━━━━━ 页面正文 ━━━━━

作者投稿和查稿 主编审稿 专家审稿 编委审稿 远程编辑

计算机工程 ›› 2025, Vol. 51 ›› Issue (11): 162-170. doi: 10.19678/j.issn.1000-3428.0069983

• 网络空间安全 • 上一篇    下一篇

基于特征融合的对抗样本定向目标攻击可迁移性增强

凌海*(), 凌捷   

  1. 广东工业大学计算机学院, 广东 广州 510006
  • 收稿日期:2024-06-11 修回日期:2024-07-17 出版日期:2025-11-15 发布日期:2024-09-11
  • 通讯作者: 凌海
  • 基金资助:
    广州市重点领域研发计划(202007010004)

Transferability Enhancement of Adversarial Sample Directed Targeted Attack Based on Feature Fusion

LING Hai*(), LING Jie   

  1. School of Computer, Guangdong University of Technology, Guangzhou 510006, Guangdong, China
  • Received:2024-06-11 Revised:2024-07-17 Online:2025-11-15 Published:2024-09-11
  • Contact: LING Hai

摘要:

对抗样本可以在不知道黑盒模型内部的结构以及参数时利用代理模型进行迁移性攻击, 现有研究针对黑盒模型的定向目标攻击可迁移性都比较弱。提出一种基于特征融合增强图像定向目标攻击可迁移性的方法。通过模型集成攻击得到对抗样本, 以现有对抗样本的梯度方向为基准, 利用从原图提取出的干净特征作为干扰来微调现有的对抗样本, 以提高定向目标攻击的可迁移性。对于模型集成, 根据每个模型对整体对抗目标的贡献大小引入梯度自适应模块, 为减少不同模型之间的梯度差异, 提出梯度滤波器来同步控制梯度方向, 通过特征融合模块混合原图的干净特征对现有对抗样本的梯度方向进行微调以缓解过度关注特定特征的问题。在ImageNet-Compatible数据集上的对比实验结果表明, 所提方法对非鲁棒性训练模型, 相较CFM(Clean Feature Mixup)方法平均攻击成功率提升了7.7百分点, 对鲁棒性训练模型以及Tansformer模型, 相较CFM方法平均攻击成功率提升了5.3百分点, 验证了方法的有效性。

━━━━━ 练习材料 ━━━━━

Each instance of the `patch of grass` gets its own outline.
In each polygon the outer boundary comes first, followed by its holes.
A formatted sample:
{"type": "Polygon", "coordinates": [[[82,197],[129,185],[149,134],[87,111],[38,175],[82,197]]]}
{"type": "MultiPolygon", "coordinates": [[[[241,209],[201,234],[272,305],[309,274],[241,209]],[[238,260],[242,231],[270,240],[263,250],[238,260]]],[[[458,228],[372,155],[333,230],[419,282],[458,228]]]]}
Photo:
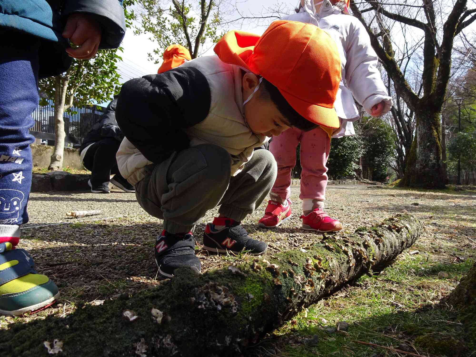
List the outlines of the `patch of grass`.
{"type": "Polygon", "coordinates": [[[241,263],[254,258],[254,256],[248,254],[250,251],[251,251],[243,249],[238,253],[234,253],[228,250],[227,252],[226,255],[220,256],[220,258],[222,260],[231,263],[241,263]]]}
{"type": "Polygon", "coordinates": [[[120,279],[115,281],[102,281],[97,283],[96,289],[98,293],[105,295],[121,293],[130,284],[129,280],[120,279]]]}
{"type": "MultiPolygon", "coordinates": [[[[48,168],[34,167],[33,168],[32,173],[34,174],[46,174],[48,172],[51,172],[53,170],[48,169],[48,168]]],[[[69,172],[70,174],[83,174],[85,175],[91,174],[91,171],[89,170],[80,170],[78,169],[70,168],[69,166],[63,168],[63,171],[66,172],[69,172]]]]}
{"type": "Polygon", "coordinates": [[[388,184],[388,185],[387,185],[387,187],[396,187],[397,185],[398,185],[398,184],[399,183],[400,183],[400,181],[401,179],[402,179],[401,178],[399,178],[397,180],[395,180],[393,182],[391,182],[391,183],[388,184]]]}
{"type": "MultiPolygon", "coordinates": [[[[272,348],[279,357],[391,355],[384,348],[353,342],[357,340],[396,348],[401,343],[414,343],[425,356],[428,353],[462,356],[466,350],[458,336],[462,335],[463,326],[455,320],[454,311],[433,304],[440,299],[438,293],[449,291],[454,280],[472,265],[470,260],[445,264],[423,256],[407,257],[379,275],[361,278],[356,287],[338,294],[339,297],[331,297],[311,306],[275,331],[272,338],[255,347],[253,354],[269,356],[272,348]],[[438,272],[442,271],[449,277],[438,278],[438,272]],[[335,326],[339,321],[350,324],[347,333],[329,333],[323,327],[335,326]],[[318,336],[319,344],[308,347],[306,339],[314,335],[318,336]]],[[[409,348],[410,352],[417,353],[409,348]]]]}

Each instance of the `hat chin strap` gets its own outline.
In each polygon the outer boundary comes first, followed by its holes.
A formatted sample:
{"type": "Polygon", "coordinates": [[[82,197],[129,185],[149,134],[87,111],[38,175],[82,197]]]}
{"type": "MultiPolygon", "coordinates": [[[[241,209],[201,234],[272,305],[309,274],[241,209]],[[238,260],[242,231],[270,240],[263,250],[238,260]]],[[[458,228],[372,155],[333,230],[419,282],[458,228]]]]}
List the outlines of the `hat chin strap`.
{"type": "Polygon", "coordinates": [[[249,101],[249,99],[250,99],[253,97],[253,96],[254,95],[255,93],[256,93],[256,91],[258,90],[258,89],[259,89],[259,85],[261,84],[261,82],[262,81],[263,81],[263,77],[261,77],[261,78],[259,79],[259,83],[258,83],[258,85],[257,85],[256,87],[255,87],[255,90],[253,91],[253,93],[250,94],[249,97],[248,97],[248,99],[243,102],[243,108],[244,109],[245,108],[245,104],[246,104],[249,101]]]}

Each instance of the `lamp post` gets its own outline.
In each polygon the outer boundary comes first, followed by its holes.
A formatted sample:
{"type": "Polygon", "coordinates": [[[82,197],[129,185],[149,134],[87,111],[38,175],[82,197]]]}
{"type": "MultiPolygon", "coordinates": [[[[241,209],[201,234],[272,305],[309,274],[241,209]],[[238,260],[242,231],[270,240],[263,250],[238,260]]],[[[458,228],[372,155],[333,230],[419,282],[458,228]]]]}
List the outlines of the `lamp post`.
{"type": "MultiPolygon", "coordinates": [[[[461,103],[464,98],[456,98],[455,100],[458,104],[458,132],[461,131],[461,103]]],[[[456,185],[461,184],[461,153],[458,154],[458,178],[456,181],[456,185]]]]}

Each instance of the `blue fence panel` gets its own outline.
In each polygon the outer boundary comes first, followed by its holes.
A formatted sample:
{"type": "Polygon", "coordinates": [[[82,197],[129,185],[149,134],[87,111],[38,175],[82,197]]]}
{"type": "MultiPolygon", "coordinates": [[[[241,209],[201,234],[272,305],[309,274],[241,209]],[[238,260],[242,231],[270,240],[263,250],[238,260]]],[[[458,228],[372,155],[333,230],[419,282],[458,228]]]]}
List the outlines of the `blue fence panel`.
{"type": "MultiPolygon", "coordinates": [[[[37,139],[55,139],[54,105],[52,99],[44,98],[47,105],[39,106],[31,116],[35,124],[30,128],[30,132],[37,139]]],[[[66,133],[65,141],[73,144],[80,144],[91,127],[99,120],[103,111],[95,106],[72,107],[63,115],[66,133]]]]}

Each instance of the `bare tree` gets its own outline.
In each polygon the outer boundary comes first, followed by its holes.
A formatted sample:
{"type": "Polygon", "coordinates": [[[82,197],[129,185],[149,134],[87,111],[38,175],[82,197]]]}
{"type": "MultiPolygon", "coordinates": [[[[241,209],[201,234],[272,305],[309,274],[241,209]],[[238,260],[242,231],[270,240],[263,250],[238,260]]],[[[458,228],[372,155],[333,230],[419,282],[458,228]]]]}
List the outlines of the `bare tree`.
{"type": "Polygon", "coordinates": [[[413,5],[396,0],[365,0],[357,6],[354,0],[351,1],[354,15],[367,29],[396,93],[415,114],[415,135],[402,186],[445,186],[441,115],[451,74],[455,38],[476,20],[476,9],[468,10],[467,3],[467,0],[456,0],[452,6],[423,0],[421,4],[413,5]],[[389,25],[396,22],[423,34],[421,93],[410,85],[396,58],[394,47],[397,39],[389,25]]]}
{"type": "Polygon", "coordinates": [[[258,13],[240,9],[232,0],[137,0],[140,6],[140,26],[134,33],[148,33],[158,47],[149,54],[156,63],[164,50],[175,43],[184,46],[192,59],[206,52],[229,28],[245,24],[268,25],[288,13],[283,3],[264,8],[258,13]]]}

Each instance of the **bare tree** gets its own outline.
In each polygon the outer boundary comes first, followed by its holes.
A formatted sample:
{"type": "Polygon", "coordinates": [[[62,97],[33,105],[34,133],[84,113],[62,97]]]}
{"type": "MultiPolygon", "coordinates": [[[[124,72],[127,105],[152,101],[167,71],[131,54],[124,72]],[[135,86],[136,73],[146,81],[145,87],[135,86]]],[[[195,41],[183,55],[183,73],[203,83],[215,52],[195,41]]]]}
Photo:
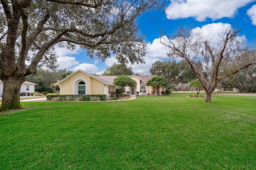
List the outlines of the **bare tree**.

━━━━━

| 练习任务 |
(1) 逐字复述这篇关于对抗样本定向目标攻击的页面正文全文。
(2) 把列表中从含有“Each instance of the **bare”的那一行到列表末尾的各行重新写出，将其中的“bare tree”改为“leafless tree”，其余一律不变。只写这些行，图片不要写入。
页面正文与列表之间互不相关。

| 任务答案 |
(1)
作者投稿和查稿 主编审稿 专家审稿 编委审稿 远程编辑

计算机工程 ›› 2025, Vol. 51 ›› Issue (11): 162-170. doi: 10.19678/j.issn.1000-3428.0069983

• 网络空间安全 • 上一篇    下一篇

基于特征融合的对抗样本定向目标攻击可迁移性增强

凌海*(), 凌捷   

  1. 广东工业大学计算机学院, 广东 广州 510006
  • 收稿日期:2024-06-11 修回日期:2024-07-17 出版日期:2025-11-15 发布日期:2024-09-11
  • 通讯作者: 凌海
  • 基金资助:
    广州市重点领域研发计划(202007010004)

Transferability Enhancement of Adversarial Sample Directed Targeted Attack Based on Feature Fusion

LING Hai*(), LING Jie   

  1. School of Computer, Guangdong University of Technology, Guangzhou 510006, Guangdong, China
  • Received:2024-06-11 Revised:2024-07-17 Online:2025-11-15 Published:2024-09-11
  • Contact: LING Hai

摘要:

对抗样本可以在不知道黑盒模型内部的结构以及参数时利用代理模型进行迁移性攻击, 现有研究针对黑盒模型的定向目标攻击可迁移性都比较弱。提出一种基于特征融合增强图像定向目标攻击可迁移性的方法。通过模型集成攻击得到对抗样本, 以现有对抗样本的梯度方向为基准, 利用从原图提取出的干净特征作为干扰来微调现有的对抗样本, 以提高定向目标攻击的可迁移性。对于模型集成, 根据每个模型对整体对抗目标的贡献大小引入梯度自适应模块, 为减少不同模型之间的梯度差异, 提出梯度滤波器来同步控制梯度方向, 通过特征融合模块混合原图的干净特征对现有对抗样本的梯度方向进行微调以缓解过度关注特定特征的问题。在ImageNet-Compatible数据集上的对比实验结果表明, 所提方法对非鲁棒性训练模型, 相较CFM(Clean Feature Mixup)方法平均攻击成功率提升了7.7百分点, 对鲁棒性训练模型以及Tansformer模型, 相较CFM方法平均攻击成功率提升了5.3百分点, 验证了方法的有效性。

(2)
Each instance of the **leafless tree** gets its own outline.
In each polygon the outer boundary comes first, followed by its holes.
A formatted sample:
{"type": "Polygon", "coordinates": [[[62,97],[33,105],[34,133],[84,113],[62,97]]]}
{"type": "MultiPolygon", "coordinates": [[[[124,72],[127,105],[152,101],[167,71],[131,54],[124,72]],[[135,86],[136,73],[146,81],[145,87],[135,86]]],[[[195,41],[183,55],[183,73],[203,83],[215,52],[195,41]]]]}
Photo:
List the outlines of the **leafless tree**.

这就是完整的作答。